UNA BORSA IN PELLE DI BISCIONE - CON LE LARGHE INTESE, I TITOLI DELLE AZIENDE DI SILVIO HANNO INCASSATO TRA IL 60 E IL 100% - LA LOTTA TRA FRATELLI RIDISEGNERÀ L’IMPERO

Ettore Livini per "Affari & Finanza - la Repubblica"

Il Biscione allaccia le cinture di sicurezza in vista della doppia sfida della "prova dell'ex". Gli effetti collaterali della decadenza di Silvio Berlusconi da senatore e dell'uscita dal governo di larghe intese di Forza Italia rischiano di portare di nuovo verso il "brutto tempo" il barometro di Arcore. F ino a una settimana fa la lancetta era fissa sul bello stabile: l'ex premier aveva sfruttato da par suo la golden-share dell'esecutivo di coalizione.

E la sua resurrezione politica alle elezioni di febbraio - una sorpresa non solo per il Pd ma anche per Piazza Affari - aveva messo le ali ai titoli Mediaset (+109% da allora) e di Mediolanum (+59%) facendo lievitare di 1,3 miliardi (oltre 5,2 milioni al giorno) il conto corrente di casa Berlusconi. Ora la festa è finita. L'ex-senatore ed ex-azionista di riferimento delle larghe intese ha traghettato Forza Italia all'opposizione.

****************

■ Consegna dell'esercizio ■
Trascrivi dall'articolo il brano che va da "E la sua resurrezione" fino a "Forza Italia all'opposizione." compreso. Per svolgere l'esercizio ci si basi unicamente sull'articolo.

****************

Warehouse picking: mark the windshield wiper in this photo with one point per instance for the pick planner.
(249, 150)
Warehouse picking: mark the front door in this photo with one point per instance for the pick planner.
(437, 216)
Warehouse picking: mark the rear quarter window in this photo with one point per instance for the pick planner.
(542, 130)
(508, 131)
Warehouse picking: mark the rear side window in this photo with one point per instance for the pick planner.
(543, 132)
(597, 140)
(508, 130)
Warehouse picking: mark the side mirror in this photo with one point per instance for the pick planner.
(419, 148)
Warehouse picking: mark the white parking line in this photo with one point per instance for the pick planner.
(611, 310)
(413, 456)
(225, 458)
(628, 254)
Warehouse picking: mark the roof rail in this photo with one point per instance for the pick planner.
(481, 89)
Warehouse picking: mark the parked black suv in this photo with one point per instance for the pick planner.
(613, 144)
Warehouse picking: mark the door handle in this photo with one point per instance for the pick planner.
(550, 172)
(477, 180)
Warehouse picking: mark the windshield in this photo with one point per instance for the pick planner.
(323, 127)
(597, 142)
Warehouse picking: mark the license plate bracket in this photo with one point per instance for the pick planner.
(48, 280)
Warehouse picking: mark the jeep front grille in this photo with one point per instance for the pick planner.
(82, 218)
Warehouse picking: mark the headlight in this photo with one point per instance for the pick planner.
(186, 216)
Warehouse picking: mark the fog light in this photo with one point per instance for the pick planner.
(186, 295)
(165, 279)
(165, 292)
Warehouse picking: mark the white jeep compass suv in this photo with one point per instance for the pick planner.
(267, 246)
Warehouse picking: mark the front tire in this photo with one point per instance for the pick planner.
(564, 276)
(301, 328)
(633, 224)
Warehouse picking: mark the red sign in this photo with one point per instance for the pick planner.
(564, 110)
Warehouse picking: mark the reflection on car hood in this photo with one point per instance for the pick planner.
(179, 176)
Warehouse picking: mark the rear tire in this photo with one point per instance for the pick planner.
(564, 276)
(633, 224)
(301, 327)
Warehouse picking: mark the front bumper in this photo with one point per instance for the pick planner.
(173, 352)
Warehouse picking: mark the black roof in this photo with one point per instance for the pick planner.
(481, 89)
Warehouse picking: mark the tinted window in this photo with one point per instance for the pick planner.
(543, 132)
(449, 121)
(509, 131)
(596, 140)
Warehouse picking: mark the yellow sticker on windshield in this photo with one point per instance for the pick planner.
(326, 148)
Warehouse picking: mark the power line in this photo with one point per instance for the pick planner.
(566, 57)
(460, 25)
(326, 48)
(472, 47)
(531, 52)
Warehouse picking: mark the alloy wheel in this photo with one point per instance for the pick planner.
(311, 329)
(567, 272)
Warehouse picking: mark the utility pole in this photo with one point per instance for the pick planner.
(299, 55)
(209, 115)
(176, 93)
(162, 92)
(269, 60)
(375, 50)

****************

■ Soluzione dell'esercizio ■
E la sua resurrezione politica alle elezioni di febbraio - una sorpresa non solo per il Pd ma anche per Piazza Affari - aveva messo le ali ai titoli Mediaset (+109% da allora) e di Mediolanum (+59%) facendo lievitare di 1,3 miliardi (oltre 5,2 milioni al giorno) il conto corrente di casa Berlusconi. Ora la festa è finita. L'ex-senatore ed ex-azionista di riferimento delle larghe intese ha traghettato Forza Italia all'opposizione.